**** TEXTO DE ORIGEN ****

Argentina vive un colapso de tristeza general. De repente olvidó la pandemia, la crisis económica y social para sumergirse en un duelo colectivo por la muerte de Diego Maradona, un número 10 hecho país, una reivindicación popular en pantalones cortos y cara de chiquilín sin maestra. Silencio hospital en su país, conmoción en todo el mundo.
“De una patada fui de Villa Fiorito a la cima del mundo y ahí me la tuve que arreglar solo”, solía decir. Y, una semana después de su cumpleaños 60, Diego fue operado con éxito de un edema cerebral, tras una descompensación, luego de que su salud se viera deteriorada por su adicción al alcohol y la dependencia a los psicofármacos, lo que derivó en un cuadro quirúrgico por un hematoma subdural en su cabeza.
Y el país celebró la última gambeta de su héroe dramático. “Es evidente que tengo línea directa con el Barba”, dijo en 1997, en referencia a Dios, después de una de sus habituales resurrecciones. Ya no habrá más.
El 11 de noviembre había recibido el alta clínica (pero no el alta médica) en el sanatorio de Olivos, donde fue operado el 3 de noviembre, para continuar con un tratamiento ambulatorio en una casa ubicada en un barrio cerrado de Nordelta.

**** ÍTEMS LISTADOS ****

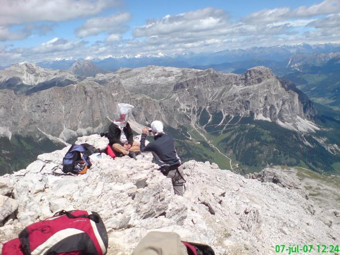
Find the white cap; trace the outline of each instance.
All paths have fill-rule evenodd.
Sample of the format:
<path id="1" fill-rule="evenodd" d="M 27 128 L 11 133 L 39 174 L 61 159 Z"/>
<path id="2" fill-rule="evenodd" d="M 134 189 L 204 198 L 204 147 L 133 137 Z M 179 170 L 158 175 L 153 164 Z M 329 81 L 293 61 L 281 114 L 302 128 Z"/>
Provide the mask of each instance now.
<path id="1" fill-rule="evenodd" d="M 151 123 L 151 130 L 157 134 L 163 133 L 163 123 L 159 120 L 155 120 Z"/>

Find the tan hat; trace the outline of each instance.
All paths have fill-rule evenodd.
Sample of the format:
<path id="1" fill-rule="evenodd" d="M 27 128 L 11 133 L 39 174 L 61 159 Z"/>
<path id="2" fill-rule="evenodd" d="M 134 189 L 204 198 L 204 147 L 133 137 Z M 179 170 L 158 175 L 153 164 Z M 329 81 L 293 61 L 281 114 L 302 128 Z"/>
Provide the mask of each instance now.
<path id="1" fill-rule="evenodd" d="M 187 253 L 178 234 L 151 231 L 142 238 L 132 255 L 187 255 Z"/>

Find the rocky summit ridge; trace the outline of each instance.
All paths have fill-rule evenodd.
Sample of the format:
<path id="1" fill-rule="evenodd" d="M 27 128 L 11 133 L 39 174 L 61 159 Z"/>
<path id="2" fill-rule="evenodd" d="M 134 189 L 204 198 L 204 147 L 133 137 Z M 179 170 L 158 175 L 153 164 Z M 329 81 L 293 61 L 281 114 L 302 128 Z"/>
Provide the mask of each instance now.
<path id="1" fill-rule="evenodd" d="M 77 141 L 84 142 L 103 149 L 107 140 L 92 135 Z M 184 164 L 187 190 L 181 197 L 173 195 L 170 179 L 148 153 L 137 161 L 102 155 L 85 175 L 52 174 L 68 148 L 0 177 L 0 243 L 27 224 L 73 209 L 99 213 L 108 232 L 108 255 L 131 254 L 151 230 L 175 232 L 182 240 L 211 246 L 217 255 L 275 254 L 277 245 L 340 238 L 339 224 L 325 223 L 301 183 L 284 173 L 267 169 L 247 179 L 190 160 Z"/>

****

QUÉ DEBE HACER: Enumere todos los nombres propios de lugares geográficos que figuran en el texto sobre la muerte de Maradona.

TAREA RESUELTA: Argentina, Villa Fiorito, Olivos, Nordelta